* begin *
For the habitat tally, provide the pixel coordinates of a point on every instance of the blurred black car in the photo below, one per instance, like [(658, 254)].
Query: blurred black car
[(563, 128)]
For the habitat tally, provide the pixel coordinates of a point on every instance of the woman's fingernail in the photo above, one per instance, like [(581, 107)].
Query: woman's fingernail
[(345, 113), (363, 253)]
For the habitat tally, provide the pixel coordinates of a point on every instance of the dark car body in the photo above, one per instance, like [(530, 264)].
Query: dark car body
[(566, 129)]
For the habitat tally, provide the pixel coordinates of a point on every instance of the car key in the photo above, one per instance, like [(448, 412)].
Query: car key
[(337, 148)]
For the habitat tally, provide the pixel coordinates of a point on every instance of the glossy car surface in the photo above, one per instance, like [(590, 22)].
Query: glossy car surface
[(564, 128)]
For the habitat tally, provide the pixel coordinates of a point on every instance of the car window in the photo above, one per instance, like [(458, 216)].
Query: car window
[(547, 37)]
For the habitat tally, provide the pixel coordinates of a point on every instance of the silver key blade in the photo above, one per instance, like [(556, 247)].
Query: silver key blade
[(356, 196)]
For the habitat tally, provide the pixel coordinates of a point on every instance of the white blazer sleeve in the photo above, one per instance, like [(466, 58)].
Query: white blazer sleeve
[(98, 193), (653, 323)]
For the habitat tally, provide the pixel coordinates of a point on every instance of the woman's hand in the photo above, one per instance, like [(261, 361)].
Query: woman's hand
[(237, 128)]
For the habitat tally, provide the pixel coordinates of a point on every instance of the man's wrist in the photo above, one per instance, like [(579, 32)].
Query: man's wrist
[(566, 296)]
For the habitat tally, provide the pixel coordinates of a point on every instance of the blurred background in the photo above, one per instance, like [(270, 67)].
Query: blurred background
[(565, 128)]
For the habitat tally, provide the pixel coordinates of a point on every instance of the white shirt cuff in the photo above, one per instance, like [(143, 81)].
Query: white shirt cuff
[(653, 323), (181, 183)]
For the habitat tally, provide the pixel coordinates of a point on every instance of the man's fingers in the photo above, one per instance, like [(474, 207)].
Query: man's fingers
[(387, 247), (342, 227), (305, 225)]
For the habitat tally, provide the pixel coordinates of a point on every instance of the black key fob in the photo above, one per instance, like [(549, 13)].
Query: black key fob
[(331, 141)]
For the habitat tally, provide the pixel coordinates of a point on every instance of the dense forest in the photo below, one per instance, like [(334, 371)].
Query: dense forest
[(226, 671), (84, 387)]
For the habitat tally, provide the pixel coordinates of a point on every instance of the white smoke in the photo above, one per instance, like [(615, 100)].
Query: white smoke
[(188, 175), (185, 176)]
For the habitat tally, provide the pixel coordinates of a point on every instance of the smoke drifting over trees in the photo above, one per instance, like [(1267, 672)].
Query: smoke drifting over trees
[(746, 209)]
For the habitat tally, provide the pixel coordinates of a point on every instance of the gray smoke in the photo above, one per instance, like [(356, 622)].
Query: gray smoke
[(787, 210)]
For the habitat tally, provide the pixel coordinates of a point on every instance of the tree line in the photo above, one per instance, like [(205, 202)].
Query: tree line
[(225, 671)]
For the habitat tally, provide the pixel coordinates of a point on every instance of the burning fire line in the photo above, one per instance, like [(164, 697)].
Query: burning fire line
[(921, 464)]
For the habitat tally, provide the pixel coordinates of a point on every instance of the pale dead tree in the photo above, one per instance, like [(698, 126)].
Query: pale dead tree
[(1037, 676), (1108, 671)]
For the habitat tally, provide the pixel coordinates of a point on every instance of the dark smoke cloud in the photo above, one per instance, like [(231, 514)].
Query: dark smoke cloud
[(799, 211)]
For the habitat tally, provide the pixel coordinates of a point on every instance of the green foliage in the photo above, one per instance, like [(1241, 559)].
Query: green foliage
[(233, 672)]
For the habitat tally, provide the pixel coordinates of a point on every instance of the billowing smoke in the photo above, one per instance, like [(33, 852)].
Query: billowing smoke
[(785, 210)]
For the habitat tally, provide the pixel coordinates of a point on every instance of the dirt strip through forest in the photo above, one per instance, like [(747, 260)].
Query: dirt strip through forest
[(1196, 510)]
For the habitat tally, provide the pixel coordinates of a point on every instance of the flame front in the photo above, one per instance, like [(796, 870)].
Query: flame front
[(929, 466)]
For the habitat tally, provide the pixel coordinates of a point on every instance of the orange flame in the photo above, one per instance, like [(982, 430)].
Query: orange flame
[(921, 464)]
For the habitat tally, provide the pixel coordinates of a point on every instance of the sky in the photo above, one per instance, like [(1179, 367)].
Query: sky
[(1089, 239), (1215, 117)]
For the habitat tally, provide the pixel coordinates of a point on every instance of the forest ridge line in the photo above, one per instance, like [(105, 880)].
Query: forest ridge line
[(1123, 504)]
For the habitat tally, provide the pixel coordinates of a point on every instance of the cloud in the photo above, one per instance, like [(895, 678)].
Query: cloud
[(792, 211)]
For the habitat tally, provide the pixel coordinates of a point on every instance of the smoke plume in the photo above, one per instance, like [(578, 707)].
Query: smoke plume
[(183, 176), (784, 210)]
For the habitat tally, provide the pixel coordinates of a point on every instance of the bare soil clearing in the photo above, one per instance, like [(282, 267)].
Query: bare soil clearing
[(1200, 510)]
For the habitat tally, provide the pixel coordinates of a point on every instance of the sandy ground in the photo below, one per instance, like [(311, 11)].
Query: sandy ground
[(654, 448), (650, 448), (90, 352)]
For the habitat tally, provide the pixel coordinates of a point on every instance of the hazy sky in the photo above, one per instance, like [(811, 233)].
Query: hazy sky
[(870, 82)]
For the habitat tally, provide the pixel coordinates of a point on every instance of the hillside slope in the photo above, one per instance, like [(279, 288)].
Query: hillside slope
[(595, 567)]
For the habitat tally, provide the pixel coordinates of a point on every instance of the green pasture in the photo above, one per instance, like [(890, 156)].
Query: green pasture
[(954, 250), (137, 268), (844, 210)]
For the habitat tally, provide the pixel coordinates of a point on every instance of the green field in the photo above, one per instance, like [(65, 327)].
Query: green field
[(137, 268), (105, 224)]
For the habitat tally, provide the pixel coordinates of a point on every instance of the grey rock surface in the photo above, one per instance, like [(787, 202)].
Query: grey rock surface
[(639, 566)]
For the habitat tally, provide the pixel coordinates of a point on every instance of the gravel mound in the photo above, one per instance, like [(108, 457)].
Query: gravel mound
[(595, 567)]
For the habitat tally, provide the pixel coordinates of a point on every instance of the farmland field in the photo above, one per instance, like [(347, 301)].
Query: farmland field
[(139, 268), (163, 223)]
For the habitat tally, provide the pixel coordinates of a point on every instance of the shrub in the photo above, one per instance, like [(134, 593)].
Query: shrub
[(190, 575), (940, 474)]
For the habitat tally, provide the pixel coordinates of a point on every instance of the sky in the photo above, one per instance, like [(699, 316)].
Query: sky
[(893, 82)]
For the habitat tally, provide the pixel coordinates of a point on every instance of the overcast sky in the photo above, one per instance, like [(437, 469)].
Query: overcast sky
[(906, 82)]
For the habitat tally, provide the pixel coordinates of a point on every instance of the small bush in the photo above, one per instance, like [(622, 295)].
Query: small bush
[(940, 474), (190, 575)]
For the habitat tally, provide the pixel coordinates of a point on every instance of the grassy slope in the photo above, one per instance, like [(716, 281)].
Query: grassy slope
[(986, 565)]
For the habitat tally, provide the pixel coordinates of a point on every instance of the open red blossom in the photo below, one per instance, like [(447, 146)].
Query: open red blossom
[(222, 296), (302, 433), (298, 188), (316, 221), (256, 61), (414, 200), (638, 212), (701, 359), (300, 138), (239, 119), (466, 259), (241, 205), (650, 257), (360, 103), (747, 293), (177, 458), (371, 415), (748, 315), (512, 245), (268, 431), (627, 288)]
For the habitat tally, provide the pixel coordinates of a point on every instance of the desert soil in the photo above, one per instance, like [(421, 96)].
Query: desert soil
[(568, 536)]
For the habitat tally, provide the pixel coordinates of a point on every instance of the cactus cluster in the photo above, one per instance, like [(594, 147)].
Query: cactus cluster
* end *
Copy out the rows above, starting with the first line and going on through the line that contains "[(356, 196)]", keeping every line word for word.

For the habitat tally, provide the pixel coordinates of a point on every instance of the blurred black car in the photo below, one per instance, like [(658, 254)].
Query: blurred black car
[(563, 128)]
For the habitat tally, provide the pixel coordinates of a point on every instance of the woman's fingernail in the photo above, one per instance, like [(581, 107)].
Query: woman's fingernail
[(345, 113), (363, 253)]
For the habitat tally, provide the pixel coordinates of a point on every instance of the dark car body in the photo above, one per instance, like [(530, 264)].
Query: dark car body
[(566, 129)]
For the habitat tally, provide the pixel coordinates of a point on every instance of the car key in the photo above, one per instance, like [(448, 412)].
Query: car key
[(337, 148)]
For the habitat tally, provide the pixel coordinates of a point on every instance of the glossy car surface in the photo above, one per instance, like [(590, 22)].
Query: glossy car surface
[(564, 128)]
For the habitat tally, provide the pixel coordinates of a point on every instance of the car window in the photo above, one per instance, like [(458, 216)].
Query: car window
[(547, 37)]
For the habitat tally, provide the pixel coordinates of a point on every instance of the silver key blade in the photo above, one per instance, like [(556, 247)].
Query: silver key blade
[(356, 196)]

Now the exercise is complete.